* Data to use:
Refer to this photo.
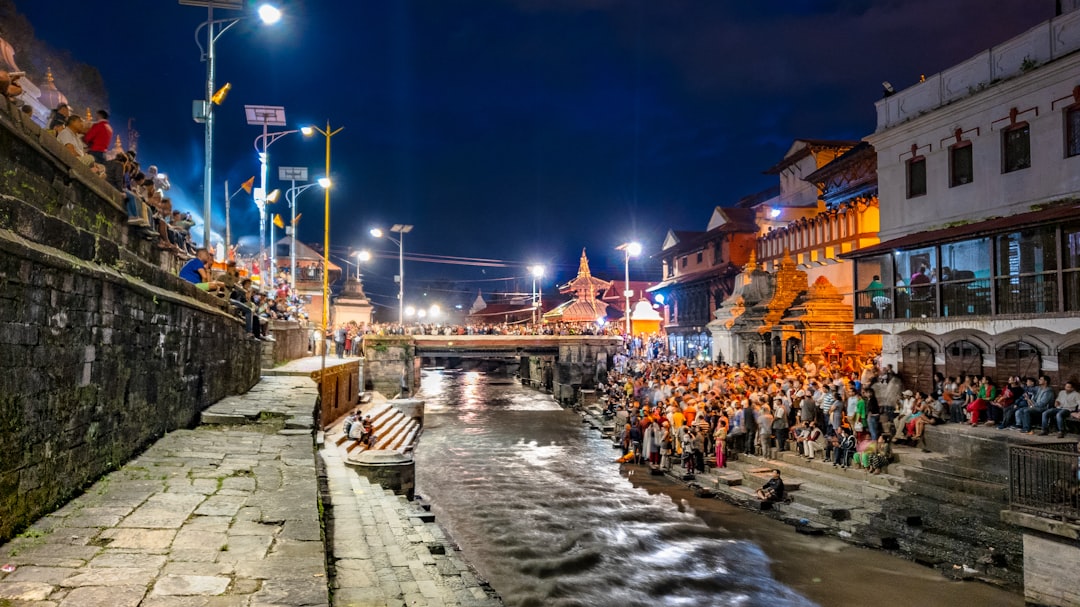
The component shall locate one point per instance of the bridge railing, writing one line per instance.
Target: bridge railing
(1044, 480)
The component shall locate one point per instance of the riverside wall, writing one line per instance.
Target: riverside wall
(103, 349)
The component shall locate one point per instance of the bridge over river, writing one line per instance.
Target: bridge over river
(561, 363)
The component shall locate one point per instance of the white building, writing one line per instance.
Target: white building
(979, 180)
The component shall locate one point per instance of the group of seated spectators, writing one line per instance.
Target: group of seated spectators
(1022, 404)
(149, 210)
(671, 410)
(257, 306)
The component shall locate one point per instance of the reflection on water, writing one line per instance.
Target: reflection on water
(541, 510)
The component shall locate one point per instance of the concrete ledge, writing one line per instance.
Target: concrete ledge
(1041, 524)
(223, 418)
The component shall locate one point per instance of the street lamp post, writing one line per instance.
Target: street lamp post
(401, 230)
(325, 183)
(361, 256)
(631, 250)
(204, 108)
(266, 117)
(291, 196)
(293, 174)
(537, 294)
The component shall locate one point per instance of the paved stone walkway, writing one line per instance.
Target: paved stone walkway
(389, 552)
(227, 515)
(206, 517)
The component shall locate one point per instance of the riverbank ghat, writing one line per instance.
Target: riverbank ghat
(103, 348)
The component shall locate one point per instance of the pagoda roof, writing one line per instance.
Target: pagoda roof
(305, 253)
(585, 282)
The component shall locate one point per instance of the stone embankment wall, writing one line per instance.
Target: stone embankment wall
(291, 342)
(103, 349)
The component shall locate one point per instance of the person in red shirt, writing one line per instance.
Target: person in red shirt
(98, 137)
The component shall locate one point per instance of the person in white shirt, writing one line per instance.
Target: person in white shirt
(70, 137)
(1068, 402)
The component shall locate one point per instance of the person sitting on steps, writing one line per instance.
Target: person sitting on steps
(773, 488)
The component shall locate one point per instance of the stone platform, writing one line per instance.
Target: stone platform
(210, 516)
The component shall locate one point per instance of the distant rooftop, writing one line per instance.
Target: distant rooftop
(1041, 44)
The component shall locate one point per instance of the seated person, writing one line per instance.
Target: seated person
(196, 271)
(773, 489)
(845, 447)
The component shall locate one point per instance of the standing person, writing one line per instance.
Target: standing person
(720, 437)
(339, 335)
(873, 413)
(98, 137)
(765, 420)
(1037, 405)
(814, 442)
(1068, 402)
(666, 445)
(58, 119)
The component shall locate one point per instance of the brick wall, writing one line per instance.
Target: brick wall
(103, 349)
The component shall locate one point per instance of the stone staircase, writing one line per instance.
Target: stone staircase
(928, 507)
(394, 430)
(925, 508)
(387, 550)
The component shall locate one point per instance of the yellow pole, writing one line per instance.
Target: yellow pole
(326, 253)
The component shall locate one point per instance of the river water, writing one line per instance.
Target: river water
(538, 506)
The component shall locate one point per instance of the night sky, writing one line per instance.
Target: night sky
(518, 130)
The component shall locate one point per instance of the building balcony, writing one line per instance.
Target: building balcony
(1020, 295)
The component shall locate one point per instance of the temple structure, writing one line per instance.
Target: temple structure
(309, 275)
(585, 308)
(351, 305)
(825, 206)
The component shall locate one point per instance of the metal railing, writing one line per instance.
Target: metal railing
(1043, 480)
(1027, 294)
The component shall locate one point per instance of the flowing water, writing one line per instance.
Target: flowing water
(538, 506)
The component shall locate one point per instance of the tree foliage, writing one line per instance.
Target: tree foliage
(80, 82)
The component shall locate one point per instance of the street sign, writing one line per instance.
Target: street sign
(231, 4)
(292, 173)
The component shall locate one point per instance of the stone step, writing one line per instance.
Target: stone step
(996, 491)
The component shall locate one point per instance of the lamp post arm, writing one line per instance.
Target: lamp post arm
(270, 138)
(213, 37)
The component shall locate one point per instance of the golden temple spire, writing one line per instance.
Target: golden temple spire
(583, 266)
(752, 262)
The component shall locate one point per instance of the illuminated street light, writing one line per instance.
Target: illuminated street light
(204, 108)
(325, 181)
(266, 117)
(401, 230)
(632, 250)
(537, 272)
(361, 256)
(269, 14)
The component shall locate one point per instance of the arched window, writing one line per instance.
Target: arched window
(917, 366)
(1016, 359)
(963, 358)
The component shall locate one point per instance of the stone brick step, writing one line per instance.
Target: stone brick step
(996, 491)
(406, 535)
(337, 430)
(824, 474)
(795, 512)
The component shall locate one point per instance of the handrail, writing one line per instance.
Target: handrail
(1043, 480)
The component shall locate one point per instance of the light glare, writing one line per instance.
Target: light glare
(269, 14)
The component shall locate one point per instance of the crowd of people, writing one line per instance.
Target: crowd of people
(258, 305)
(149, 208)
(671, 412)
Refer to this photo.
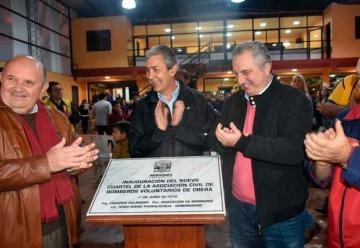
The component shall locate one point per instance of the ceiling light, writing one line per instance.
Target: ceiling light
(286, 44)
(128, 4)
(263, 24)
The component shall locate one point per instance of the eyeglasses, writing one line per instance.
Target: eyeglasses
(14, 80)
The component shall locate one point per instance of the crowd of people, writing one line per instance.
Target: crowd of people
(264, 133)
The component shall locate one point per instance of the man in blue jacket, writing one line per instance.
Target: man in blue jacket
(173, 120)
(263, 126)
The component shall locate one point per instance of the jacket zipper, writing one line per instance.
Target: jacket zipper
(341, 219)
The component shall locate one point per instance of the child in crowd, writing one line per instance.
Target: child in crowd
(120, 135)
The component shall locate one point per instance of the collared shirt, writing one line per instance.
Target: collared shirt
(243, 181)
(174, 96)
(247, 97)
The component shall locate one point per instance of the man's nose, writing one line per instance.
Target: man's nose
(241, 79)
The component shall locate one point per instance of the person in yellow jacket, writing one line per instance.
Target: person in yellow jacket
(341, 95)
(57, 101)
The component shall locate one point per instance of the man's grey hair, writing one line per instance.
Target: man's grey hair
(167, 52)
(258, 50)
(32, 58)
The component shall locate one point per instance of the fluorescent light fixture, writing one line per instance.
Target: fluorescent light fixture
(286, 44)
(128, 4)
(263, 24)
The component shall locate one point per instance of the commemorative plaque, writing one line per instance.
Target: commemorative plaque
(158, 186)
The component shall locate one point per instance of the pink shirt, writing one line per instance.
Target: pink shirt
(243, 184)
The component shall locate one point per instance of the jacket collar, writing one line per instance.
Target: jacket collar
(354, 113)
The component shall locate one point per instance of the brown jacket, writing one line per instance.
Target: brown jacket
(20, 175)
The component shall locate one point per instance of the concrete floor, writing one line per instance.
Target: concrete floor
(217, 236)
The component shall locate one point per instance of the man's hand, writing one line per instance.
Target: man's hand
(161, 116)
(75, 157)
(67, 113)
(328, 109)
(332, 146)
(178, 113)
(228, 136)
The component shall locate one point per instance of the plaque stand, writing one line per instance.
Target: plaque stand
(162, 231)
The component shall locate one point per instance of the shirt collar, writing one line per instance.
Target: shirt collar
(251, 99)
(33, 111)
(174, 96)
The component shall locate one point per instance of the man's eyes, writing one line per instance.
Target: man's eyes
(14, 79)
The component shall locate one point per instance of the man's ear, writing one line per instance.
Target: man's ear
(45, 86)
(173, 70)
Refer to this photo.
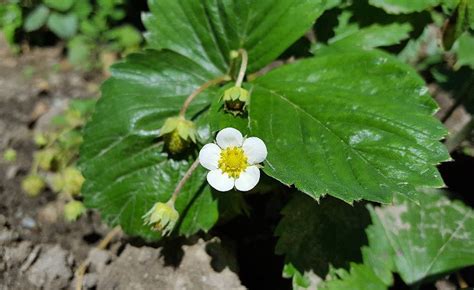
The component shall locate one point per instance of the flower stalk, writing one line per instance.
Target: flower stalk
(243, 67)
(183, 180)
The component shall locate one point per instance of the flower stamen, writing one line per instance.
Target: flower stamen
(233, 161)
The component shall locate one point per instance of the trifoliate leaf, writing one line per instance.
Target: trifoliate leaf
(360, 277)
(123, 161)
(312, 236)
(404, 6)
(416, 241)
(465, 53)
(434, 237)
(206, 31)
(374, 36)
(334, 125)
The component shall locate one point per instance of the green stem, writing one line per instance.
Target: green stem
(199, 90)
(243, 67)
(183, 180)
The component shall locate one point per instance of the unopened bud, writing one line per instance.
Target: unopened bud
(178, 134)
(73, 210)
(33, 185)
(162, 217)
(73, 181)
(236, 100)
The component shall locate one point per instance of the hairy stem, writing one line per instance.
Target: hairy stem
(199, 90)
(243, 67)
(183, 180)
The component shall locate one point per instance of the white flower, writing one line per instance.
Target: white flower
(233, 160)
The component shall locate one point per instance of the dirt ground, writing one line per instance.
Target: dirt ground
(38, 249)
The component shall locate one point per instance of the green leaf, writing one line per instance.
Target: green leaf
(10, 21)
(434, 237)
(122, 158)
(60, 5)
(312, 236)
(353, 124)
(360, 277)
(301, 280)
(465, 53)
(63, 25)
(459, 22)
(404, 6)
(428, 44)
(379, 255)
(36, 18)
(416, 241)
(374, 36)
(207, 30)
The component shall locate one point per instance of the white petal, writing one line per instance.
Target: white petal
(209, 156)
(220, 181)
(229, 137)
(248, 179)
(255, 150)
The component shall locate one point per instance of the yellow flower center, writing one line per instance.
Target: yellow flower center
(233, 161)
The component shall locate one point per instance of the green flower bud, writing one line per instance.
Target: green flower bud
(162, 217)
(45, 158)
(73, 210)
(178, 134)
(33, 185)
(9, 155)
(72, 181)
(236, 100)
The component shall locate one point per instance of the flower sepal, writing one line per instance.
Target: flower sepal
(178, 134)
(162, 217)
(236, 100)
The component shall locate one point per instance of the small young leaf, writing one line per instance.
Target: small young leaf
(36, 18)
(353, 124)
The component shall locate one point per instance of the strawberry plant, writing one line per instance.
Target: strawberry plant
(187, 128)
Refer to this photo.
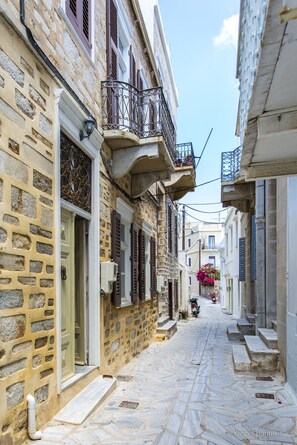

* What to work on:
Going by the data above, the answer is exactly the lines from the one holding "Target: stone step" to the one holding "The component shall locate one point per instance of the child", both kept, with the pictures left out.

* Exercise output:
Target: stone step
(996, 491)
The component shall locate one point per instance of the lamp post arm, writing one line per instance.
Target: lamp post arm
(270, 138)
(213, 37)
The component shall locate one point per instance of the golden temple spire, writing one line per instance.
Target: golden temple spire
(583, 266)
(752, 262)
The component shall locate one point per instance of the illuminated street light, writing one line per instance.
Target: illuminated street light
(204, 108)
(325, 181)
(266, 117)
(401, 230)
(632, 250)
(537, 272)
(361, 256)
(269, 14)
The component shall locate one point per instance of the arched window, writing one line per instance.
Target: arched window
(917, 366)
(1016, 359)
(963, 358)
The component shall locate one point per instance of the stone brick step, writing one line per instance.
Target: stone brick step
(996, 491)
(406, 535)
(337, 430)
(824, 474)
(795, 512)
The component shall locate one point per instance of the handrail, writing one line per instance.
Target: handrail
(1043, 480)
The component shall locate one point per instance of the light glare, writing one line per instance.
Target: light glare
(269, 14)
The component shall locate one point per instance of the crowd of people, writing one line per instance.
Target: crowd of people
(258, 305)
(149, 208)
(671, 412)
Refer to this photo.
The component shall locate one point per instance of the ceiling light, writing one line per instance.
Target: ceiling light
(286, 44)
(128, 4)
(263, 24)
The component shall locate one point per instance of the eyeglasses, writing one line per instance.
Target: eyeglasses
(14, 80)
The component shall locate one point per instance of the crowd of people, writing one line per instance.
Target: crowd of people
(264, 133)
The component shall locate one point per instance of the man in blue jacket, writing one line per instance.
Target: man in blue jacket
(173, 120)
(263, 126)
The component shall locate one point per instance of the jacket zipper, writing one line per instance.
Target: jacket zipper
(341, 219)
The component shall locate one point per instance of the child in crowd, writing one line per instance.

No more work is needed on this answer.